> Text segment:
Vicki Jones, president of the Belmont Community Association, said people noticeably began to renovate houses in Belmont in 2004.
“With the economic downturn, a lot of that stalled,” she said. “But really within the past six months or so, I have seen more renovations happening.”
Jones said location is a big pull.
“It’s in close proximity to uptown… and there are great old houses here that you can’t afford in Dilworth or Elizabeth or Plaza Midwood,” she said.
That’s why James Denman, a military contractor, moved into a house on East 18th Street two years ago that his high school buddy bought.
Just as Hawkins was doing, Denman and his friends have made several improvements to the bright blue and yellow house, including a new front porch, new siding, cabinetry and flooring.
‘The whole idea was to get something older but make it cooler,” said Denman, 29.
Denman said he was saddened by the news of Hawkins’ death, but that the incident won’t deter him from continuing to live there. “I take walks every day outside,” he said. “People who say it’s the ghetto… have never seen the ghetto before.”
Keya Brown is a married mother of four who moved into a house on Seigle Avenue in 2005.
She and her husband agreed to move there because her brother, a pastor in the North Davidson neighborhood, convinced them and other families to move to the area. The Browns have renovated their kitchen, redone the front porch, and added another bathroom and a laundry room.

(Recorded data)
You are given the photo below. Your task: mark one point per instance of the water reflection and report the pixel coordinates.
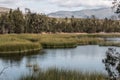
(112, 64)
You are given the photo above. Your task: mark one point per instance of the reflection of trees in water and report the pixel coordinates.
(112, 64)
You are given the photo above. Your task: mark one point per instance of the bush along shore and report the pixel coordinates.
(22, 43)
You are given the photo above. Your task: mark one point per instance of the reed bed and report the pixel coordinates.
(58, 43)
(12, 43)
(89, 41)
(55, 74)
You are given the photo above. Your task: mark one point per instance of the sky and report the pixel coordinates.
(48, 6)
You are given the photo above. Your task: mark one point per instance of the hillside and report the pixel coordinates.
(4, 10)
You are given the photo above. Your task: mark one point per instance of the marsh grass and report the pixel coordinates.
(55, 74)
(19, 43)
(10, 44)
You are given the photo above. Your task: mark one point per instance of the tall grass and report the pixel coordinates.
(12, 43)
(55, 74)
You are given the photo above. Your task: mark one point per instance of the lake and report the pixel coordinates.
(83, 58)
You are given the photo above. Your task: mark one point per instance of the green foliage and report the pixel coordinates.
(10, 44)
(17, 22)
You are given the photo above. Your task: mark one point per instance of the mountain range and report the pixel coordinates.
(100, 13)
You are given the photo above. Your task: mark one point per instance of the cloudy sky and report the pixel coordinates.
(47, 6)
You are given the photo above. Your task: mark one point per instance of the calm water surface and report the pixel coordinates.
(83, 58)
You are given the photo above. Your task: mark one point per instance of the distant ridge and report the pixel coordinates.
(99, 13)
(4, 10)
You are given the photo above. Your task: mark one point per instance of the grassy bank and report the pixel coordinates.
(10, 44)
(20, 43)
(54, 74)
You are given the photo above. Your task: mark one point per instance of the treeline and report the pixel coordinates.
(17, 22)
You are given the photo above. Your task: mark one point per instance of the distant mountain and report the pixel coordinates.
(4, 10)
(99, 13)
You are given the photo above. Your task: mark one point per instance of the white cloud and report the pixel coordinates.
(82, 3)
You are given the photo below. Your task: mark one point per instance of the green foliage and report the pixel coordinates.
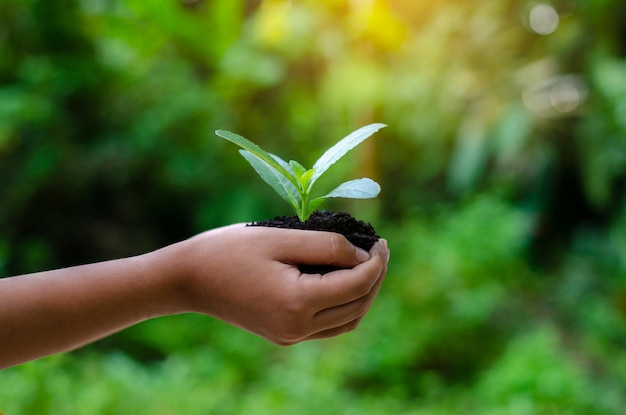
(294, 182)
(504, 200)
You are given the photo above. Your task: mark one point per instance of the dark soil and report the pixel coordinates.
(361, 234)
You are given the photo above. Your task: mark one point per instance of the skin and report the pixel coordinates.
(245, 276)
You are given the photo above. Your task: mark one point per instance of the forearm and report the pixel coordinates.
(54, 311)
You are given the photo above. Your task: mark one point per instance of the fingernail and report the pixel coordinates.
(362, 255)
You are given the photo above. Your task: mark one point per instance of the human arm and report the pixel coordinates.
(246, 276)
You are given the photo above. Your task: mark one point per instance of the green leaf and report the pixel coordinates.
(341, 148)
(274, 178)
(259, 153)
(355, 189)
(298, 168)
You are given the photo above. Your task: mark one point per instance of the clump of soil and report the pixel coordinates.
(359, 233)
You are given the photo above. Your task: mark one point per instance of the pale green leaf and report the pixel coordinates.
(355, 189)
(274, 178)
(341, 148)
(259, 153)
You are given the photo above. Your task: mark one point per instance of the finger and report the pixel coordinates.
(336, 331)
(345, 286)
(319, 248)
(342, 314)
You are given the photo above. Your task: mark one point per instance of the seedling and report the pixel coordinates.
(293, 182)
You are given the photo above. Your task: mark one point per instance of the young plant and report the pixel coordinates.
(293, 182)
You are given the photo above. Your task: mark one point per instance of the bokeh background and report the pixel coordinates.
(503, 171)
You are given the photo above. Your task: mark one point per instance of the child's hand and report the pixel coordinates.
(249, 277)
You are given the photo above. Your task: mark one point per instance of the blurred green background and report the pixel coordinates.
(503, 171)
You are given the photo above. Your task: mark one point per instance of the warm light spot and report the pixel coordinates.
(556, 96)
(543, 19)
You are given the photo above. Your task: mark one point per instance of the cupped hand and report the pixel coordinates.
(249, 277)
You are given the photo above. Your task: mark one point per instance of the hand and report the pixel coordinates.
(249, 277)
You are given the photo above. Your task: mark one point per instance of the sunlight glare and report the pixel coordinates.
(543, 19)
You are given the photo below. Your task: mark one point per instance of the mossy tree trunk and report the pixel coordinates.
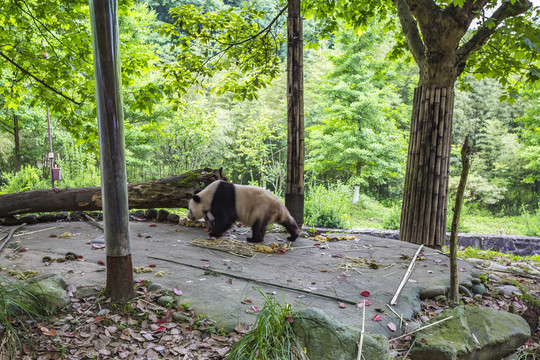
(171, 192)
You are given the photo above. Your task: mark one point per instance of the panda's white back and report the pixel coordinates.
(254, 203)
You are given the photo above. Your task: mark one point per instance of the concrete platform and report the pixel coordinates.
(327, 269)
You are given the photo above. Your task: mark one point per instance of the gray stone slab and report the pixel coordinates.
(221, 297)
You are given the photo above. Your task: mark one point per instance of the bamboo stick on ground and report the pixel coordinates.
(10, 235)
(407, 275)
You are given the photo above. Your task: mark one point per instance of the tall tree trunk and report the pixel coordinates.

> Prompt:
Reproduce the passage on Belmont renovations word for word, starting at "Jones said location" and ending at "school buddy bought.". None of the records is required here.

> Your response:
Jones said location is a big pull.
“It’s in close proximity to uptown… and there are great old houses here that you can’t afford in Dilworth or Elizabeth or Plaza Midwood,” she said.
That’s why James Denman, a military contractor, moved into a house on East 18th Street two years ago that his high school buddy bought.